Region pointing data
┄┄┄┄┄┄┄┄┄┄┄┄┄┄┄┄┄┄┄┄

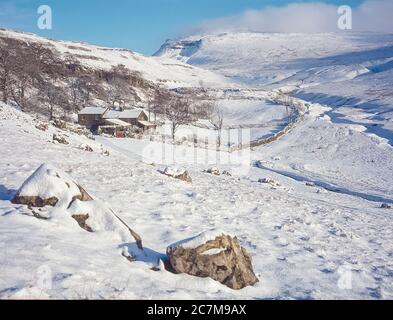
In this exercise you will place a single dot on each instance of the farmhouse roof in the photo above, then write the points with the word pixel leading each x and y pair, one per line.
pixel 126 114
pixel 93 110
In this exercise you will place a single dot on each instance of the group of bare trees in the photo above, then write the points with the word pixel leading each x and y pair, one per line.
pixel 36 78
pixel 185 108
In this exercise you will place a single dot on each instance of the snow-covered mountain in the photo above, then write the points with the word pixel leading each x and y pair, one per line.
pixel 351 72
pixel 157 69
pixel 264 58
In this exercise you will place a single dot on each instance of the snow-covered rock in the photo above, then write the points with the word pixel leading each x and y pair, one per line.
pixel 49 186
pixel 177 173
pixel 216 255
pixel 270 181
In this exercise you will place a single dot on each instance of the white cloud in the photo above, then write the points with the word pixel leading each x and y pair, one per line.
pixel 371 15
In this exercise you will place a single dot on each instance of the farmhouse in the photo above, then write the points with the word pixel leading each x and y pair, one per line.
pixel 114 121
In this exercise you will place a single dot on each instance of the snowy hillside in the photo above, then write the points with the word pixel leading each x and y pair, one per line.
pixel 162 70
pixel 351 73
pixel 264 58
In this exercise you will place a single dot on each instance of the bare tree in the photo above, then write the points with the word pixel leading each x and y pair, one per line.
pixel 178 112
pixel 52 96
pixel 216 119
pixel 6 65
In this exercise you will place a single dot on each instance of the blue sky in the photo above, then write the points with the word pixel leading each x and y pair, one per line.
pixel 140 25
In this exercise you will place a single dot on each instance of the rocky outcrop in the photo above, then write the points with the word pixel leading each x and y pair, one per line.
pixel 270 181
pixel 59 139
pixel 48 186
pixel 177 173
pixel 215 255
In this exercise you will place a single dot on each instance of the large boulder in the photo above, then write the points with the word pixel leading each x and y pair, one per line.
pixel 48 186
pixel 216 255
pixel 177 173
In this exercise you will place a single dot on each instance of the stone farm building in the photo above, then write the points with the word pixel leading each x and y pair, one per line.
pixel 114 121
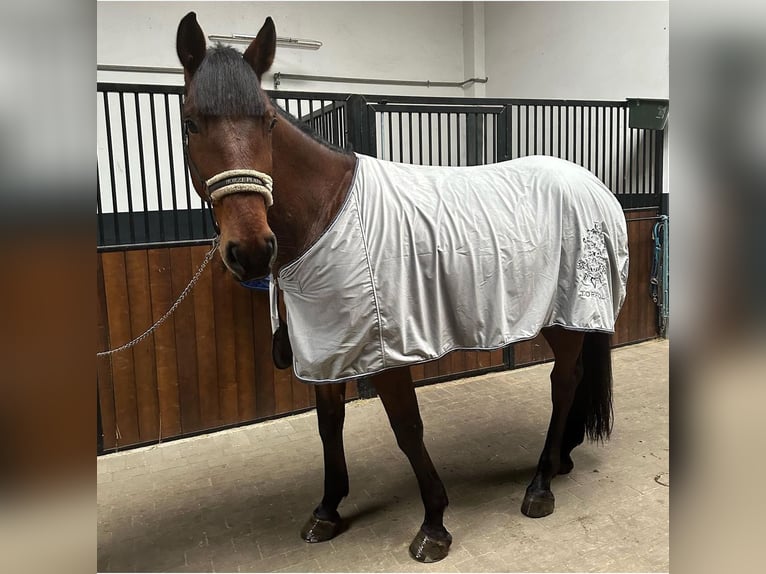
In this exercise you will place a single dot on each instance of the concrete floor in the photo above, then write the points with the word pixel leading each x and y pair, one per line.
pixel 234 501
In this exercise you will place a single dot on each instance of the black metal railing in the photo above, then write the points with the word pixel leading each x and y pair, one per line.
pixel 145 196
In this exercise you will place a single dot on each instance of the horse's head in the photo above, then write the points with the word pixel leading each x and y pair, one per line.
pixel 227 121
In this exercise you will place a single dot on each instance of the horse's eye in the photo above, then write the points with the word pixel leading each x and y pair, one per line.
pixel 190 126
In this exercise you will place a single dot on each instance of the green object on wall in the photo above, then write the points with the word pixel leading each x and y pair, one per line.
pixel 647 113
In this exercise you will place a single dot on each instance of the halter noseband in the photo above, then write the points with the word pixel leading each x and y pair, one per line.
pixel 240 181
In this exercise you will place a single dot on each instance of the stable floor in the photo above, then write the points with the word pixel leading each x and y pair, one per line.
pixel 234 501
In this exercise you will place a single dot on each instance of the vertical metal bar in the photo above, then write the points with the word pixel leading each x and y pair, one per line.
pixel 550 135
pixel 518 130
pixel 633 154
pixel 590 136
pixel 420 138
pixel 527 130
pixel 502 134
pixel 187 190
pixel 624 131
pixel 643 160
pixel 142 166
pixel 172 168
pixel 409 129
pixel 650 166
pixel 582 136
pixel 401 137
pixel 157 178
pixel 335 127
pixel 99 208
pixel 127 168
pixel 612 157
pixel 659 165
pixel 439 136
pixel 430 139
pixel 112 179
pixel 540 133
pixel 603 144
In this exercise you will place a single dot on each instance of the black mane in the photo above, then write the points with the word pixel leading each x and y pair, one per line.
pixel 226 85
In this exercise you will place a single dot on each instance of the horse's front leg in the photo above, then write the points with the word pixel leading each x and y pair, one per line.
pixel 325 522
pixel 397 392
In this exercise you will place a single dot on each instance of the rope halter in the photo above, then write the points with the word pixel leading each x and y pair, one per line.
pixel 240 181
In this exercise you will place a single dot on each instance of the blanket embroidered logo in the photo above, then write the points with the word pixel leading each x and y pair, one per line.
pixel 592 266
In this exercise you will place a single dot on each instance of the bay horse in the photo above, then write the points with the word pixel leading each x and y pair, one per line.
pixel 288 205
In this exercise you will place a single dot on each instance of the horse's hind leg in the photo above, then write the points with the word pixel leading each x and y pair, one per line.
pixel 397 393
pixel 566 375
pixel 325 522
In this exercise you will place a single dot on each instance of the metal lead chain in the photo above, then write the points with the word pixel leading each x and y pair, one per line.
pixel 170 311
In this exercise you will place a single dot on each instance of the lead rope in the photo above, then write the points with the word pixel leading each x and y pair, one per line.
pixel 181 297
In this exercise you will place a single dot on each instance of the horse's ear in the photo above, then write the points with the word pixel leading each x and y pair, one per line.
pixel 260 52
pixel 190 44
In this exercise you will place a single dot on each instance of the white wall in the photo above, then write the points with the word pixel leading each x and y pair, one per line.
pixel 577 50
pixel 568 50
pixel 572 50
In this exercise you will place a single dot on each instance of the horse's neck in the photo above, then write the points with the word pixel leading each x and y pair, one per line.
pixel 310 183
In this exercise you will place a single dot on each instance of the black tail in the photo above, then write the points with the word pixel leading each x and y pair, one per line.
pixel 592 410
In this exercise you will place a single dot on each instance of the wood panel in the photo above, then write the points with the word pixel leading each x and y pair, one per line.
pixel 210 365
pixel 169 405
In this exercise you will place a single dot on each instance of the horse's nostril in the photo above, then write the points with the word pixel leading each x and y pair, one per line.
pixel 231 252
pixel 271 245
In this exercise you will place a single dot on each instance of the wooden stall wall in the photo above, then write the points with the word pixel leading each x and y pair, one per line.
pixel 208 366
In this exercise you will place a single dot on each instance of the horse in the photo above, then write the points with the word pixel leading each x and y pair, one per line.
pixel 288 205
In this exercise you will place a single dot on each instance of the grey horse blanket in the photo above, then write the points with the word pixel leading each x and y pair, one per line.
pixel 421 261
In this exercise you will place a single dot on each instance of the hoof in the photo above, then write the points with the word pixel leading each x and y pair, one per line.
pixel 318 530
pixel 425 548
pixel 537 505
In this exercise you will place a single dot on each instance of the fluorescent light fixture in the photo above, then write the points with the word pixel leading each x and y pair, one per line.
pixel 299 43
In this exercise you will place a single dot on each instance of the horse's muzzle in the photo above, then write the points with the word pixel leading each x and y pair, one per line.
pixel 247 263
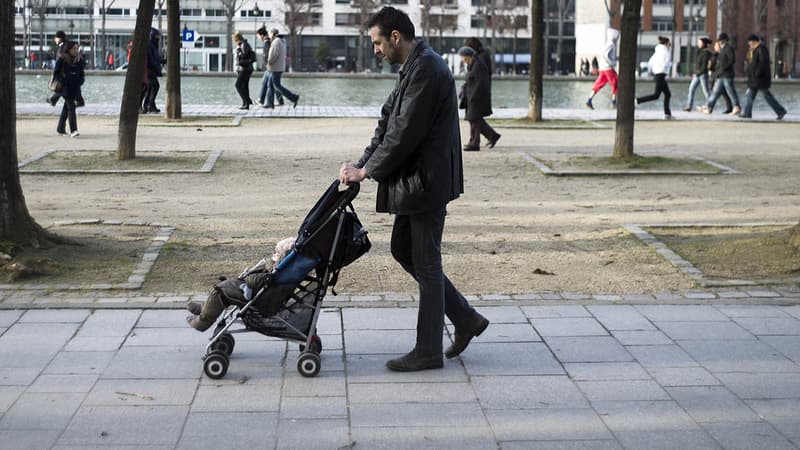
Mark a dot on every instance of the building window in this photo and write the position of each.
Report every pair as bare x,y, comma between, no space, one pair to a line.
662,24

┄┄┄┄┄┄┄┄┄┄┄┄┄┄┄┄┄┄┄┄

Work to be completed: In your copy, restate the data above word for word but leave out any picture.

Response:
In this exercise you will place a single dot on each instance of the farmhouse roof in the photo above, then write the points with the word pixel leading each x and y pair, one per line.
pixel 126 114
pixel 93 110
In this exercise you will place a single dot on each instance of the group of bare trees in the photo above, then write the points with the word pixel leading each x and y pair, one per line.
pixel 36 78
pixel 185 108
In this exercise you will place a single dot on each instance of the snow-covered mountain in the photo above, then write the points with the word pixel leading each x and y pair, one per line.
pixel 351 72
pixel 157 69
pixel 264 58
In this exercise you will place a single dot on each instance of the snow-covered rock in the photo above, then write the points with the word pixel leading each x and y pair, one per line.
pixel 49 186
pixel 177 173
pixel 216 255
pixel 270 181
In this exercise you will place a single dot on each instance of the white cloud in the photo above, then write the points with the word pixel leading each x and y pair, one per line.
pixel 371 15
In this exercise you will place a single dot on each instance of the farmhouse in the photo above, then write the points with the word pixel leading each x and y pair, one per line.
pixel 114 121
In this exercise you will place a single dot on each instance of the snowy hillside in the photo above, then write the points with the word pixel leading each x and y pair, one per line.
pixel 162 70
pixel 351 73
pixel 264 58
In this exercise you will place a single dot on each instance of the bare tree in the photo above, then write the points with the word pixel leading each x and y pair, one per line.
pixel 178 112
pixel 52 96
pixel 216 119
pixel 6 65
In this exercise you will place a single dot on each instance of the blue sky in the photo above, then write the points with the word pixel leading each x and y pair, one per line.
pixel 140 25
In this exercise you will place a single dot on each instance of the rocky outcrop in the photo above, then write the points with the word pixel leading each x and y pair, one per line.
pixel 270 181
pixel 59 139
pixel 48 186
pixel 177 173
pixel 215 255
In this exercise you will place a single dot on each instance of the large boulder in the photo above, then write the points with the word pixel leading each x and y pair, one per line.
pixel 48 186
pixel 216 255
pixel 177 173
In this exercise you will place a single dot on each instance of the stone farm building in the photo above, then write the points with the word pixel leading each x and y pair, one per line.
pixel 114 121
In this exercise you will place a single dot on each instance of the concrete floor in the photo above, then write the points with the word pixel leading each x and y pair, one per line.
pixel 234 501
In this exercise you will place a single dot on each instance of the black metal railing in the photo above, then write the points with the word pixel leading each x and y pair, one per line.
pixel 145 196
In this exercise you will place a single dot on each instance of the horse's head in the photo above, then write the points with the word pixel leading each x and y pair, one per line.
pixel 227 121
In this exercise you will place a single dot on each instance of the horse's eye in the photo above, then write the points with the word pixel leading each x and y pair, one per line.
pixel 190 126
In this exercise you will place a single dot on each instance of the green object on wall in the photo above, then write the points with the word pixel leading each x and y pair, one per line.
pixel 647 113
In this exercise you will place a single dot on each instance of the halter noseband in the photo above, then write the points with the word pixel leading each x and y pair, one per line.
pixel 240 181
In this exercise you will place a single dot on each instance of the stable floor in the photo above, then write the points with the word pixel leading each x and y pair, one per line.
pixel 234 501
In this exercise you will place a single dot on each instance of the vertical metal bar in the photo above, then write the points with the word pixel leading each x and y pair, one per line.
pixel 550 135
pixel 518 130
pixel 633 154
pixel 590 136
pixel 420 138
pixel 527 130
pixel 502 134
pixel 187 190
pixel 624 131
pixel 643 160
pixel 142 166
pixel 172 168
pixel 409 129
pixel 650 166
pixel 582 136
pixel 401 137
pixel 157 178
pixel 335 127
pixel 99 208
pixel 127 168
pixel 612 157
pixel 659 165
pixel 439 136
pixel 430 139
pixel 112 179
pixel 540 133
pixel 603 144
In this exercise you will place a single dot on each instance of the black mane in the photo above, then write the points with the word pixel leading each x and y pair, one per line.
pixel 226 85
In this exercise you will place a single dot on each instance of the horse's front leg in the photo above, then write the points with the word pixel leading each x and y pair, one per line.
pixel 325 522
pixel 397 392
In this exercise you will place a single dot on each instance of the rope halter in the photo above, then write the points with the word pixel leading each x and y pair, one per line.
pixel 240 181
In this exercise you will place a single dot on each instance of the blanket embroidered logo in the photo above, then write the points with the word pixel leading each x and y pair, one per line.
pixel 592 266
In this exercise you will place a single dot on each instance of the bay horse in the photo above, then write the points with the word pixel leading each x and y pair, one per line.
pixel 288 205
In this exercise you will place a single dot on each instance of the horse's hind leg in the photo above, then write the points with the word pixel leading each x and y pair, one per line.
pixel 397 393
pixel 566 375
pixel 325 522
In this exercise you will place a single dot on each instance of the metal lead chain in the photo above, then write the points with the word pixel leading each x and y pair, one per line.
pixel 170 311
In this exercise you will place a single dot on each instance of the lead rope in the photo above, then write the points with the word pixel leading each x and y pair, one per line.
pixel 181 297
In this exercise you will place a single dot on each instance of the horse's ear in the photo above, then write the points with the word pixel leading each x and y pair, one per line.
pixel 260 52
pixel 190 44
In this exercise you will place a single dot on each instance of the white wall in the photo above, then write the points with the word pixel leading each x and y pair, one per line.
pixel 577 50
pixel 568 50
pixel 572 50
In this exercise you will place a single dot on each instance of the horse's neck in the photo above, then write the points with the word pixel leading each x and y pair, one per line.
pixel 310 183
In this exercise you will place a single dot on each instance of the black tail in the photo above, then write the points with the word pixel leading each x and y pair, one per line.
pixel 592 410
In this exercise you will place a single dot on each instance of the wood panel in the photo above, then write the points with the word pixel leading each x and y pair, one per line.
pixel 210 365
pixel 169 405
In this exercise you will place a single dot on each instance of the horse's nostril in the photo above, then write the points with the word pixel leading each x and y pair, one per line.
pixel 231 252
pixel 271 245
In this exercise you will place a single dot on each instance of the wooden stall wall in the photo above, then write the points with the word pixel leading each x and y pair, one per line.
pixel 208 366
In this exercise you will place a single dot on each instance of the horse in the photo above, then write the points with the word pixel leading each x and y pair, one per line.
pixel 288 205
In this exercise you will place a single dot on each instance of the grey horse blanket in the photo above, then write the points with the word pixel leading each x and y pair, one per line.
pixel 421 261
In this exercise you will place a single dot on each instance of the hoof in the photo above, then write the points with the word pixel leading each x and y pair, one per line.
pixel 318 530
pixel 425 548
pixel 537 505
In this exercise you will place a single dot on each instance of the fluorescent light fixture in the photo above, then write the points with the word pixel leading each x and y pair, one per line.
pixel 299 43
In this exercise you will place a single dot on each instance of the horse's muzzle in the photo above, then write the points with the word pixel leading each x and y pair, one per line.
pixel 247 263
Mark a dot on every instance of the building window in this photo and write the position of each.
Report every pair as bare x,y, comma between, no space, one pair to a line.
662,24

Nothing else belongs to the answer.